From the line that contains "Target: round topiary bush" through the end of the records below, write out each line exactly as it appears, but not the pictures.
─── SUPPLIED RECORDS ───
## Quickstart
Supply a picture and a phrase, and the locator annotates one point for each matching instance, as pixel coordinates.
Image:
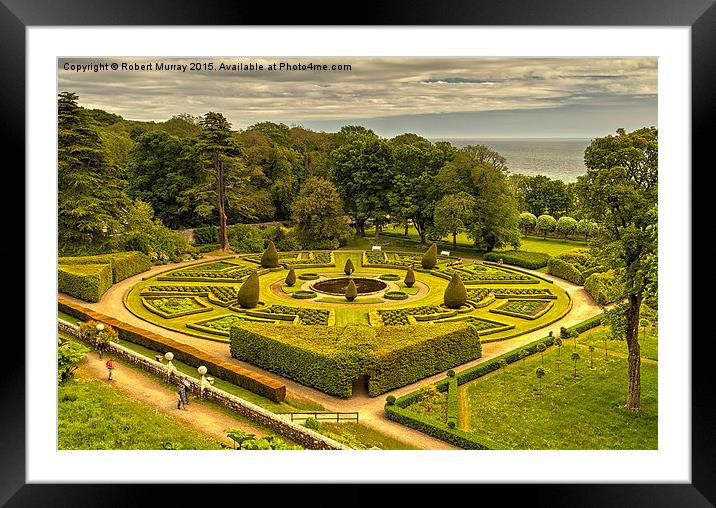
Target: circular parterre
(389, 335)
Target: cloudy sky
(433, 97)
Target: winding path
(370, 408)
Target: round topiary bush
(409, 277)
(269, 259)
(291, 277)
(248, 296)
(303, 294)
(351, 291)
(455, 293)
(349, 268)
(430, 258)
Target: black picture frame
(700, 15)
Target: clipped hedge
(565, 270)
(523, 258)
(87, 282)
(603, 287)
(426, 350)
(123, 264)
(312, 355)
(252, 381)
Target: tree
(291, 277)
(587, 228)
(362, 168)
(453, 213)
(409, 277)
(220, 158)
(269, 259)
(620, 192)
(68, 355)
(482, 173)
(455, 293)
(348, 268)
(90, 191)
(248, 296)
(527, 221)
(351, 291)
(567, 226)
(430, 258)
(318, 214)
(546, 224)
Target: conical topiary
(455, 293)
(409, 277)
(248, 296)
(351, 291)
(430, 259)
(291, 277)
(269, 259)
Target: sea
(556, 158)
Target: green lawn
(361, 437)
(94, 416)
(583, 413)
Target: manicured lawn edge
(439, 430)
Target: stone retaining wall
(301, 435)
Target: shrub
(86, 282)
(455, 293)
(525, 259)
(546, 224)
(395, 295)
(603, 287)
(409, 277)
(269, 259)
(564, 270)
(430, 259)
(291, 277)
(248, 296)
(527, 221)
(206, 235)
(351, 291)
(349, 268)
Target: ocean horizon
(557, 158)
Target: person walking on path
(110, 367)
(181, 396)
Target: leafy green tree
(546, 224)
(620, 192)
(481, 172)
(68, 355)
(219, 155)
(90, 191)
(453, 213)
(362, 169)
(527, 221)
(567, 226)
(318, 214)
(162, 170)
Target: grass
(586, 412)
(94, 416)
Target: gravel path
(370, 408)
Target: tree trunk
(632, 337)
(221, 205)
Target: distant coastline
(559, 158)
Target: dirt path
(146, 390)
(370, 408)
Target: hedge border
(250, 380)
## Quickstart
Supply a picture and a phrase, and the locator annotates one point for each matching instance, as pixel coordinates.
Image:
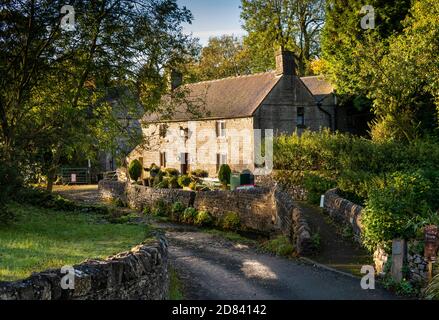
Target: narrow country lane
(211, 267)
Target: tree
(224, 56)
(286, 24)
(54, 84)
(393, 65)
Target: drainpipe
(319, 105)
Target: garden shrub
───
RESPONSE TO THIS TASK »
Target: round topiary bush
(409, 277)
(269, 259)
(291, 277)
(248, 296)
(303, 294)
(351, 291)
(455, 293)
(349, 268)
(430, 258)
Target: black picture frame
(700, 15)
Target: clipped hedge
(565, 270)
(523, 258)
(87, 282)
(603, 287)
(426, 350)
(123, 264)
(312, 355)
(252, 381)
Target: tree
(291, 277)
(587, 228)
(362, 168)
(453, 213)
(409, 277)
(220, 158)
(269, 259)
(620, 192)
(68, 355)
(482, 173)
(455, 293)
(348, 268)
(90, 191)
(248, 296)
(527, 221)
(351, 291)
(567, 226)
(430, 258)
(318, 214)
(546, 224)
Target: conical topiary
(455, 293)
(409, 277)
(248, 296)
(351, 291)
(430, 259)
(291, 277)
(269, 259)
Target: sea
(556, 158)
Target: green lawn
(361, 437)
(94, 416)
(583, 413)
Target: manicured lawn edge
(439, 430)
Target: stone retaining wall
(301, 435)
Target: shrub
(86, 282)
(455, 293)
(525, 259)
(546, 224)
(395, 295)
(603, 287)
(409, 277)
(269, 259)
(564, 270)
(430, 259)
(291, 277)
(248, 296)
(527, 221)
(206, 235)
(351, 291)
(349, 268)
Target: ocean horizon
(557, 158)
Target: person walking on path
(110, 367)
(181, 396)
Target: leafy green tree
(546, 224)
(620, 192)
(481, 172)
(68, 355)
(219, 155)
(90, 191)
(453, 213)
(362, 169)
(527, 221)
(567, 226)
(318, 214)
(162, 170)
Target: grass
(586, 412)
(94, 416)
Target: gravel path
(370, 408)
Target: tree trunk
(632, 337)
(221, 205)
Target: distant coastline
(559, 158)
Target: dirt path
(146, 390)
(370, 408)
Target: hedge border
(250, 380)
## Quickstart
Supply a picture and a phrase, and the locator annotates one point for each matching instance, as pixel coordinates.
Image:
Target: narrow country lane
(211, 267)
Target: tree
(224, 56)
(286, 24)
(54, 84)
(393, 65)
Target: drainpipe
(319, 105)
Target: garden shrub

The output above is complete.